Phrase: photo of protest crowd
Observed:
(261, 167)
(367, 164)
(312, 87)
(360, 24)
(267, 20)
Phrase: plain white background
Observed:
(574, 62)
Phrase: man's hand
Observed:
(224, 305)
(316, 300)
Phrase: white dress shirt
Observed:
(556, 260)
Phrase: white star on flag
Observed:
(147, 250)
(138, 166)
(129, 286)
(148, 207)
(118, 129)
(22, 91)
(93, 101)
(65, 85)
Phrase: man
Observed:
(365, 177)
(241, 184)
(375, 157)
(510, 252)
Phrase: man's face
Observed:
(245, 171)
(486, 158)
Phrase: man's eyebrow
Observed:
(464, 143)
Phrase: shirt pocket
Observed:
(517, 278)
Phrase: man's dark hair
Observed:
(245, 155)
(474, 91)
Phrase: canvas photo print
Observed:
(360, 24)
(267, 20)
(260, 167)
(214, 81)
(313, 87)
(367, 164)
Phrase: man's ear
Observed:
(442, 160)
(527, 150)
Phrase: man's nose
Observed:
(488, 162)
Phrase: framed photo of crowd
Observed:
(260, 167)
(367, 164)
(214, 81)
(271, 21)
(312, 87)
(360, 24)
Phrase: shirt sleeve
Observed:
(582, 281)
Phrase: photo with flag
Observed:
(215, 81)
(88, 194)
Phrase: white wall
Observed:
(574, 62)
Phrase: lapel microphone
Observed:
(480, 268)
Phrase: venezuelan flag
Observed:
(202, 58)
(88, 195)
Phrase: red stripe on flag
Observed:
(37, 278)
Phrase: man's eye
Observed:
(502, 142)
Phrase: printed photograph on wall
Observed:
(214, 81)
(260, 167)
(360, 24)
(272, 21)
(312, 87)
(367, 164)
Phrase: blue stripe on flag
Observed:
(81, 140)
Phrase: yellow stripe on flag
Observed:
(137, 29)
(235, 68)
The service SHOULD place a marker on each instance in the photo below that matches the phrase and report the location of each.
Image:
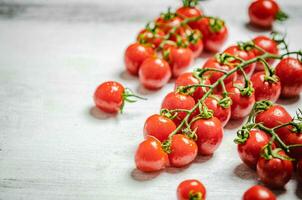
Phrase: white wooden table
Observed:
(55, 145)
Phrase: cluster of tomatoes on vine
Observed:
(169, 44)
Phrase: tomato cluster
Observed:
(169, 44)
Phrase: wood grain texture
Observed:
(55, 145)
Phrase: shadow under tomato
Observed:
(256, 29)
(234, 124)
(98, 114)
(244, 172)
(288, 101)
(143, 176)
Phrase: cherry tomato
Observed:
(167, 21)
(159, 127)
(188, 78)
(275, 172)
(151, 36)
(299, 170)
(268, 45)
(180, 59)
(241, 104)
(249, 152)
(189, 12)
(259, 192)
(209, 135)
(135, 55)
(154, 73)
(274, 116)
(109, 96)
(214, 75)
(289, 71)
(183, 151)
(191, 189)
(150, 157)
(266, 89)
(175, 100)
(244, 55)
(214, 32)
(223, 114)
(263, 13)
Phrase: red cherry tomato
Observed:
(180, 59)
(299, 170)
(268, 45)
(209, 135)
(263, 13)
(223, 114)
(150, 156)
(214, 75)
(135, 55)
(289, 71)
(259, 192)
(249, 152)
(191, 189)
(241, 104)
(188, 78)
(189, 12)
(275, 172)
(244, 55)
(153, 37)
(154, 73)
(159, 127)
(183, 151)
(266, 89)
(174, 101)
(109, 96)
(274, 116)
(168, 21)
(214, 33)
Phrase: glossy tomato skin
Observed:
(135, 55)
(249, 152)
(150, 157)
(154, 38)
(109, 96)
(213, 40)
(245, 55)
(174, 100)
(167, 24)
(299, 170)
(241, 105)
(214, 76)
(268, 45)
(159, 127)
(180, 59)
(263, 13)
(188, 78)
(289, 71)
(264, 89)
(223, 114)
(275, 172)
(259, 192)
(209, 135)
(189, 12)
(190, 188)
(183, 151)
(154, 73)
(274, 116)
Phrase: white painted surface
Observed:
(55, 145)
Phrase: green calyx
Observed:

- _Exercise requirements_
Repeat the listing in full and exactly. Do not include any images.

- _Reply_
Phrase: photo of protest crowd
Observed:
(261, 167)
(367, 164)
(312, 87)
(360, 24)
(267, 20)
Phrase: plain white background
Observed:
(574, 62)
Phrase: man's hand
Observed:
(224, 305)
(316, 300)
Phrase: white dress shirt
Observed:
(556, 260)
Phrase: white star on flag
Observed:
(147, 250)
(138, 166)
(129, 286)
(148, 207)
(118, 129)
(22, 91)
(93, 101)
(65, 85)
Phrase: man
Observed:
(365, 177)
(241, 184)
(375, 157)
(510, 252)
Phrase: man's face
Observed:
(245, 171)
(486, 158)
Phrase: man's eyebrow
Observed:
(464, 143)
Phrase: shirt pocket
Observed:
(517, 278)
Phrase: man's dark hair
Observed:
(245, 155)
(474, 91)
Phrase: canvas photo print
Observed:
(360, 24)
(267, 20)
(260, 167)
(214, 81)
(313, 87)
(367, 164)
Phrase: man's ear
Observed:
(442, 160)
(527, 150)
Phrase: man's nose
Observed:
(488, 162)
Phrase: framed photo of crowd
Observed:
(260, 167)
(367, 164)
(214, 81)
(271, 21)
(312, 87)
(360, 24)
Phrase: shirt sleeve
Observed:
(582, 281)
Phrase: photo with flag
Observed:
(215, 81)
(88, 194)
Phrase: white wall
Observed:
(574, 62)
Phrase: lapel microphone
Observed:
(480, 268)
Phrase: venezuelan flag
Observed:
(202, 58)
(88, 195)
Phrase: red stripe on flag
Observed:
(37, 278)
Phrase: man's eye
Observed:
(502, 142)
Phrase: printed photograph on wall
Observed:
(214, 81)
(260, 167)
(360, 24)
(272, 21)
(312, 87)
(367, 164)
Phrase: blue stripe on flag
Observed:
(81, 140)
Phrase: yellow stripe on flag
Observed:
(137, 29)
(235, 68)
The service SHOULD place a marker on each instance in the photo below that matches the phrase and report the location of each.
Image:
Phrase: white wooden table
Observed:
(55, 145)
Phrase: cluster of tomatoes on vine
Observed:
(169, 44)
Phrase: tomato cluster
Observed:
(169, 44)
Phrase: wood grain texture
Observed:
(55, 145)
Phrase: shadow under tomato
Observed:
(256, 29)
(234, 124)
(98, 114)
(244, 172)
(288, 101)
(143, 176)
Phrase: cherry tomato
Observed:
(167, 21)
(159, 127)
(188, 78)
(275, 172)
(151, 36)
(299, 170)
(268, 45)
(180, 59)
(241, 104)
(249, 152)
(189, 12)
(259, 192)
(209, 135)
(135, 55)
(154, 73)
(274, 116)
(109, 96)
(214, 75)
(289, 71)
(183, 151)
(191, 189)
(150, 157)
(266, 89)
(175, 100)
(244, 55)
(214, 32)
(223, 114)
(263, 13)
Phrase: red cherry tomato
Observed:
(180, 59)
(299, 170)
(268, 45)
(209, 135)
(263, 13)
(223, 114)
(150, 156)
(214, 75)
(135, 55)
(289, 71)
(259, 192)
(249, 152)
(191, 189)
(241, 104)
(188, 78)
(189, 12)
(275, 172)
(244, 55)
(153, 37)
(154, 73)
(159, 127)
(183, 151)
(266, 89)
(174, 101)
(109, 96)
(274, 116)
(168, 21)
(214, 33)
Phrase: glossy tomato skin
Observed:
(135, 55)
(249, 152)
(150, 157)
(154, 38)
(109, 96)
(213, 40)
(245, 55)
(174, 100)
(167, 24)
(299, 170)
(241, 105)
(214, 76)
(268, 45)
(159, 127)
(180, 59)
(263, 13)
(188, 78)
(289, 71)
(264, 89)
(223, 114)
(275, 172)
(259, 192)
(209, 135)
(189, 12)
(190, 188)
(183, 151)
(154, 73)
(274, 116)
Phrase: white painted surface
Observed:
(55, 145)
Phrase: green calyx
Observed:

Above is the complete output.